== Entries supplied ==
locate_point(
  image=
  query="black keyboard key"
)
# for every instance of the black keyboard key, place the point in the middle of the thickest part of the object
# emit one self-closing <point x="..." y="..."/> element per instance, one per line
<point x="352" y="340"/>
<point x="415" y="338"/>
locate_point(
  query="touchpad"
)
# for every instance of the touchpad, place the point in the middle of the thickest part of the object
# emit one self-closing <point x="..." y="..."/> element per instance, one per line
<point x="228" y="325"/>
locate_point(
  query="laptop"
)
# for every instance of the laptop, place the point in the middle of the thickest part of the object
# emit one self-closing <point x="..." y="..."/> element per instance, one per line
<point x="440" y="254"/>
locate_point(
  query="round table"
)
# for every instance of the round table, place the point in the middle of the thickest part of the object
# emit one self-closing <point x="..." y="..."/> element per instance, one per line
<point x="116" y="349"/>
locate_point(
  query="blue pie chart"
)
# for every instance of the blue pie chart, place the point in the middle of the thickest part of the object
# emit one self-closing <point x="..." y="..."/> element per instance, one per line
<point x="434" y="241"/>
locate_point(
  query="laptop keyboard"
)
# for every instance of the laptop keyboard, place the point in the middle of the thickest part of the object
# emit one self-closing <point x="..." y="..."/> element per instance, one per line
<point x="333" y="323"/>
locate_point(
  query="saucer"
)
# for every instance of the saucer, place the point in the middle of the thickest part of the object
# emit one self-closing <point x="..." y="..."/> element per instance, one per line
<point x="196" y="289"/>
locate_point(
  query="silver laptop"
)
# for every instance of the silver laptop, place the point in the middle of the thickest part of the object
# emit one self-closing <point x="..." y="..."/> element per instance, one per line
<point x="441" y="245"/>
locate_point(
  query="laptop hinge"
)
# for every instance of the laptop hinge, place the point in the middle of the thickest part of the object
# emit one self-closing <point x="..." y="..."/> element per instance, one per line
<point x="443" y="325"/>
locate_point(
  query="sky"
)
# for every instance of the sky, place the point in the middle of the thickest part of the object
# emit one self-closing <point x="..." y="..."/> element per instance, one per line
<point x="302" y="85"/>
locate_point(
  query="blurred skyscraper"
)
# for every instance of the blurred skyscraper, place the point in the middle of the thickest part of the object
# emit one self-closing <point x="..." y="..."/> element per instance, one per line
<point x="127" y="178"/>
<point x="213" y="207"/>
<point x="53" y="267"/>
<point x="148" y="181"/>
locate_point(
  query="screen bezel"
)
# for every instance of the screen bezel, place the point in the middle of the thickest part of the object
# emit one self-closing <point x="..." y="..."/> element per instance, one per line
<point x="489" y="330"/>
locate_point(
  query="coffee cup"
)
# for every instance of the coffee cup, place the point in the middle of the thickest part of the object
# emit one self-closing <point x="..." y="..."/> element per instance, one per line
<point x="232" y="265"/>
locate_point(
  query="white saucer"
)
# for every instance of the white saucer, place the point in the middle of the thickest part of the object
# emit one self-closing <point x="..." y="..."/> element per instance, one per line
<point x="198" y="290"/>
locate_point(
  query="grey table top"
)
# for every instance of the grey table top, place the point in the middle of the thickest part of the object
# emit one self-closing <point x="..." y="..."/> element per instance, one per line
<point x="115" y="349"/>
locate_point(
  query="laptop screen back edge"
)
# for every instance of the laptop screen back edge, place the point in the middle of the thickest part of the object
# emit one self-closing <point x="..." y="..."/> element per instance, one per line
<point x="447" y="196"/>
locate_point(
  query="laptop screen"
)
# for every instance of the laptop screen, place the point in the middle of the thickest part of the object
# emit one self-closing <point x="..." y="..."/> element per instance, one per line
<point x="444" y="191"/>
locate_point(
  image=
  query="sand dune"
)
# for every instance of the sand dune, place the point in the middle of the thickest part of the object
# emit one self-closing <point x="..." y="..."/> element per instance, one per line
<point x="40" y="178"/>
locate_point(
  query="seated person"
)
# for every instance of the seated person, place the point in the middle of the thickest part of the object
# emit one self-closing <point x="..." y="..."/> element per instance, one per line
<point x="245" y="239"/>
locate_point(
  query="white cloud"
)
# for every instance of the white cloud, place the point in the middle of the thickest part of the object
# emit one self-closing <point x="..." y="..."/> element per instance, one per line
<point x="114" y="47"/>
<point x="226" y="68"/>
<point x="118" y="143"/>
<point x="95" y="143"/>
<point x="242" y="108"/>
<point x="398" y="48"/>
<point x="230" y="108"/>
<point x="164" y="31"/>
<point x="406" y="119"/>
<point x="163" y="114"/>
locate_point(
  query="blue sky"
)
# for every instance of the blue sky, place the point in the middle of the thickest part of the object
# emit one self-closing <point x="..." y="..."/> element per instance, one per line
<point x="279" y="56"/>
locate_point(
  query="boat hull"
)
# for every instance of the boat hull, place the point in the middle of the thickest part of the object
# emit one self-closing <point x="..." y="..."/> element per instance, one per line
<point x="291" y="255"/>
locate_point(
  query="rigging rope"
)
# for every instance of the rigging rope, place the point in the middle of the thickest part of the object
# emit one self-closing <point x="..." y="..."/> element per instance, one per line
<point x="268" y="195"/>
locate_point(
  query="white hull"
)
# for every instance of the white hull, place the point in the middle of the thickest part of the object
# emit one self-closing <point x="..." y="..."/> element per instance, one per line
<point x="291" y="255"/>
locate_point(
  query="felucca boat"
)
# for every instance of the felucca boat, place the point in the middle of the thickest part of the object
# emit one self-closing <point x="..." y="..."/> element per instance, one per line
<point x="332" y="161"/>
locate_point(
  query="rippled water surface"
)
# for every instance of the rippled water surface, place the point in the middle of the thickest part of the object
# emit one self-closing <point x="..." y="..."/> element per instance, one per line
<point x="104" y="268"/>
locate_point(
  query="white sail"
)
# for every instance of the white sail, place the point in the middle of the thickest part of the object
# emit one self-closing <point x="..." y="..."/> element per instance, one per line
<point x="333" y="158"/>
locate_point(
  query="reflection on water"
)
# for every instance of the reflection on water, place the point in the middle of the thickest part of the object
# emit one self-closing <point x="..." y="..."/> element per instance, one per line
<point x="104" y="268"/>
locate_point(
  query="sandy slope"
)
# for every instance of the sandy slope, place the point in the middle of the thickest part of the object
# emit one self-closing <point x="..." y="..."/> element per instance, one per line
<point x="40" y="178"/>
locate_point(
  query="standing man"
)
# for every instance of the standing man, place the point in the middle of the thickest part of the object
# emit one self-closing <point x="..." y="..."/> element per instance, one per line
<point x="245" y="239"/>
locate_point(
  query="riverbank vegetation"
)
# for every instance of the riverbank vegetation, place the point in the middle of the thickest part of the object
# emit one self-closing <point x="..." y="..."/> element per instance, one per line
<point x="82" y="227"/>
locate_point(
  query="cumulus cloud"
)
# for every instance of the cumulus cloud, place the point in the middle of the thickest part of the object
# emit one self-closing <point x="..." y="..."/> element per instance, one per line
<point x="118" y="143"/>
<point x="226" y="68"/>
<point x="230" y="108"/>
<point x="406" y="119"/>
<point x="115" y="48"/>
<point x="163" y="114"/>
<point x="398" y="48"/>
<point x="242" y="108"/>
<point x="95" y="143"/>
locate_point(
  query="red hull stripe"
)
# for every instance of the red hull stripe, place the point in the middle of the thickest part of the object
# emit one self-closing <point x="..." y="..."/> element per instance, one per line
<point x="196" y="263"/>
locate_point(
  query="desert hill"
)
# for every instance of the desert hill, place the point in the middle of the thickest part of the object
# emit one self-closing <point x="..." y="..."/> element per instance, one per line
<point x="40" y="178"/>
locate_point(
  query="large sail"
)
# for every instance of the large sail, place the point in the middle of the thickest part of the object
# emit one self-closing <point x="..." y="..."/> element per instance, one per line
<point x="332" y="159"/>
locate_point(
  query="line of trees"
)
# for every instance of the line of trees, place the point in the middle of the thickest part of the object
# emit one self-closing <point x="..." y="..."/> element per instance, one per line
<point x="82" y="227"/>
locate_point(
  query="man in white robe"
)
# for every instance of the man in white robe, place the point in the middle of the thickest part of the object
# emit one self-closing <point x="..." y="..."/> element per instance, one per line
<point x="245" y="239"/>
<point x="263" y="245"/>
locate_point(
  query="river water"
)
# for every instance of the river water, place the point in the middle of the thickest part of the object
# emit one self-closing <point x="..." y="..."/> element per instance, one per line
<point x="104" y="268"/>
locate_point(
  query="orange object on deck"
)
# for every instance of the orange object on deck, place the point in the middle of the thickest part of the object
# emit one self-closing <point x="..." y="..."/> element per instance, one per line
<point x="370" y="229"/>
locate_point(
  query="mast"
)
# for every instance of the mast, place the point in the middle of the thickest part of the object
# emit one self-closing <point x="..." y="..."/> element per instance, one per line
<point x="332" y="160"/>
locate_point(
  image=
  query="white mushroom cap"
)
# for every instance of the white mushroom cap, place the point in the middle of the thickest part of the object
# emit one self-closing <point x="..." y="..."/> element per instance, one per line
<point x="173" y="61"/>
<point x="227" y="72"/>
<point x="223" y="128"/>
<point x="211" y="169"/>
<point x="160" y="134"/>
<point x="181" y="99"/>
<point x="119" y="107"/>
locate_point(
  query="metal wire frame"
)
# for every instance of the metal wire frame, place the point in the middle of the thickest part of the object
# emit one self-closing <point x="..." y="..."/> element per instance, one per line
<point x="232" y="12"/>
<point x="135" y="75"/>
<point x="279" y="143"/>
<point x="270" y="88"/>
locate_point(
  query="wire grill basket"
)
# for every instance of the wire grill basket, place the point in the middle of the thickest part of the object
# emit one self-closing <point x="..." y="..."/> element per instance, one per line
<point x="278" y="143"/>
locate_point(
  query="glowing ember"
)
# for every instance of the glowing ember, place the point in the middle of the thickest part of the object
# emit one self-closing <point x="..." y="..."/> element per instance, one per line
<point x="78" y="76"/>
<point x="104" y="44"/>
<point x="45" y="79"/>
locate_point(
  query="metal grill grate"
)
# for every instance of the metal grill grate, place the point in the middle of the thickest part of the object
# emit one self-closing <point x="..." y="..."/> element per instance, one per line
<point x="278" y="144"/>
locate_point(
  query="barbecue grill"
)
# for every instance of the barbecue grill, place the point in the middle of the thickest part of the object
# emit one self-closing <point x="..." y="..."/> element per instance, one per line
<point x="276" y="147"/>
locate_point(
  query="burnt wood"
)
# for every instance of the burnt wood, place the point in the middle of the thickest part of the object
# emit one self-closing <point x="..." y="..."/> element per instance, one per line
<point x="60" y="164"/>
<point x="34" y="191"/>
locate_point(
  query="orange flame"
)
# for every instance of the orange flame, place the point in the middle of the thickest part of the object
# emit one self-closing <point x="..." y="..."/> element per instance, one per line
===
## What the task asks
Pick out each line in the data above that contains the string "sail" and copy it.

## Result of this task
  query="white sail"
# for every instance of the white sail, place the point in the middle of the thickest part of the object
  query="large sail"
# for every instance of the large sail, place the point in the middle of the thickest part of the object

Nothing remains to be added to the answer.